▶ **TASKS TO PERFORM**:
• a. Copy from the divorce forum thread below, starting with "I could be wrong" and going on through "(Oct 5, 2013)".
• b. In the divorce forum thread below, turn the paragraph beginning "His main problem is he is trying" into a short list that keeps its main facts.
• c. Answer these questions from the divorce forum thread below, one line each:
(i) How many men does the first post say the ex-wife slept with over 4 years, as far as is known?
(ii) Which poster finds it wrong that he is angry at her for being with someone after the divorce?
(iii) What date appears on honcho's post?

Its the fact that in time apart he spent his time looking for a relationship of meaning wile his ex wife is looking for a good time and found some how can any one in there right mind want someone back who spent 4 years sleeping with 8-10 men THAT WE KNOW OF and several one night stands/threesome/gang bangs :scratchhead:


You are not insecure in your thinking on this your sane


----------



## Jellybeans (Mar 8, 2011)

I thin it's kind of f-cked up that this guy is getting mad at her because she actually was with someone else AFTER they divorced.


----------



## xakulax (Feb 9, 2014)

Jellybeans said:


> I thin it's kind of f-cked up that this guy is getting mad at her because she actually was with someone else AFTER they divorced.


I could be wrong but I don't think that's it I think its the share volume of partners she has had is what's bothering him think about it 4 years 8-10 men several one night stands/threesome hell the only thing missing is a donkey.


----------



## honcho (Oct 5, 2013)

His main problem is he is trying to find the woman he was married to and that ended with divorce. He isn’t the same man he was 4 years ago and she isn’t the same woman she was 4 years ago. How she has lived her post divorce life is her business. She was honest and apparently not ashamed of how she lived her life since she was willing to talk about it with him.

▶ **DATASET EXTRACT**:
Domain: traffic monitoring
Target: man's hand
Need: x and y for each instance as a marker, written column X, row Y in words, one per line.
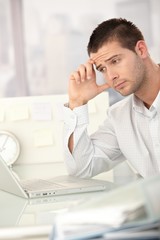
column 83, row 86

▶ **ANSWER LIST**:
• a.
I could be wrong but I don't think that's it I think its the share volume of partners she has had is what's bothering him think about it 4 years 8-10 men several one night stands/threesome hell the only thing missing is a donkey.


----------



## honcho (Oct 5, 2013)

• b.
- He is trying to find the woman he was married to, and that marriage ended in divorce.
- Neither he nor she is the same person they were 4 years ago.
- How she has lived since the divorce is her business.
- She was honest and apparently not ashamed, since she was willing to talk with him about it.

• c.
(i) 8-10 men
(ii) Jellybeans
(iii) Oct 5, 2013